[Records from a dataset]
● ● ● ● ● ● ●
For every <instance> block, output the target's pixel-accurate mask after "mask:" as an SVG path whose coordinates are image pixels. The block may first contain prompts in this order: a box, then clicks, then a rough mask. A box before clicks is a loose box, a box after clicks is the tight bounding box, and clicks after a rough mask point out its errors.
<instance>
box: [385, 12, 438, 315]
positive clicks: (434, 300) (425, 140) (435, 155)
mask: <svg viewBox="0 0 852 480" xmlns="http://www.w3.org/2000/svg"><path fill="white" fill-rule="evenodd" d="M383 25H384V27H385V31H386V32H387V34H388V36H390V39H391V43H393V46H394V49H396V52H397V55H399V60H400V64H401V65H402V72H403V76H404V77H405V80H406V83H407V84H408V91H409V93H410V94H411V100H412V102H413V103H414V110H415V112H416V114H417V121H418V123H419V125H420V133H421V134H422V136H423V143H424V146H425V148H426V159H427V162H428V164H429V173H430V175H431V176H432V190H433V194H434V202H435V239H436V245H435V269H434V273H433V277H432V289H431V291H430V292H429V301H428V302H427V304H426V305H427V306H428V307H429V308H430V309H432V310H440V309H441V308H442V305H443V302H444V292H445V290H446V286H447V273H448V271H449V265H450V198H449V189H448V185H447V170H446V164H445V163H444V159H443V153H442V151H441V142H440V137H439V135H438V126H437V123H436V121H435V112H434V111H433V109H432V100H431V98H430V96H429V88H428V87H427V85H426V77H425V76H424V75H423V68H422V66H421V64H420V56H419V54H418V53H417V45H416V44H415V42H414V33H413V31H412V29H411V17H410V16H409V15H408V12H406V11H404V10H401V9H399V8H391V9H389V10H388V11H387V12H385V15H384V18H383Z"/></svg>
● ● ● ● ● ● ●
● **DIRECTIVE**:
Change "rough mask" to "coarse mask" everywhere it appears in the entries above, leaving every other character untouched.

● **SOLUTION TO THIS EXERCISE**:
For every <instance> block, output the target's pixel-accurate mask after "mask:" as an SVG path whose coordinates are image pixels. The block may first contain prompts in this order: a box, then clicks, then a coarse mask. A box before clicks is a loose box, a box after clicks is the tight bounding box, and clicks after a coarse mask point out its errors.
<instance>
box: [385, 12, 438, 315]
positive clicks: (434, 300) (425, 140) (435, 155)
mask: <svg viewBox="0 0 852 480" xmlns="http://www.w3.org/2000/svg"><path fill="white" fill-rule="evenodd" d="M383 25H384V27H385V31H386V32H387V34H388V36H390V39H391V43H393V46H394V49H396V52H397V55H399V60H400V64H401V65H402V72H403V76H404V77H405V80H406V83H407V84H408V91H409V93H410V94H411V100H412V102H413V103H414V110H415V112H416V114H417V121H418V123H419V125H420V133H421V134H422V136H423V143H424V146H425V148H426V159H427V162H428V164H429V173H430V175H431V176H432V190H433V194H434V202H435V239H436V245H435V269H434V273H433V277H432V289H431V291H430V292H429V301H428V302H427V304H426V305H427V306H428V307H429V308H430V309H432V310H440V309H441V308H442V305H443V302H444V292H445V290H446V286H447V273H448V271H449V265H450V198H449V189H448V185H447V170H446V164H445V163H444V159H443V153H442V151H441V142H440V137H439V135H438V126H437V123H436V121H435V112H434V111H433V109H432V100H431V98H430V96H429V88H428V87H427V85H426V77H425V76H424V75H423V68H422V66H421V64H420V56H419V54H418V53H417V45H416V44H415V42H414V33H413V31H412V29H411V17H410V16H409V15H408V12H406V11H404V10H401V9H399V8H391V9H389V10H388V11H387V12H385V15H384V18H383Z"/></svg>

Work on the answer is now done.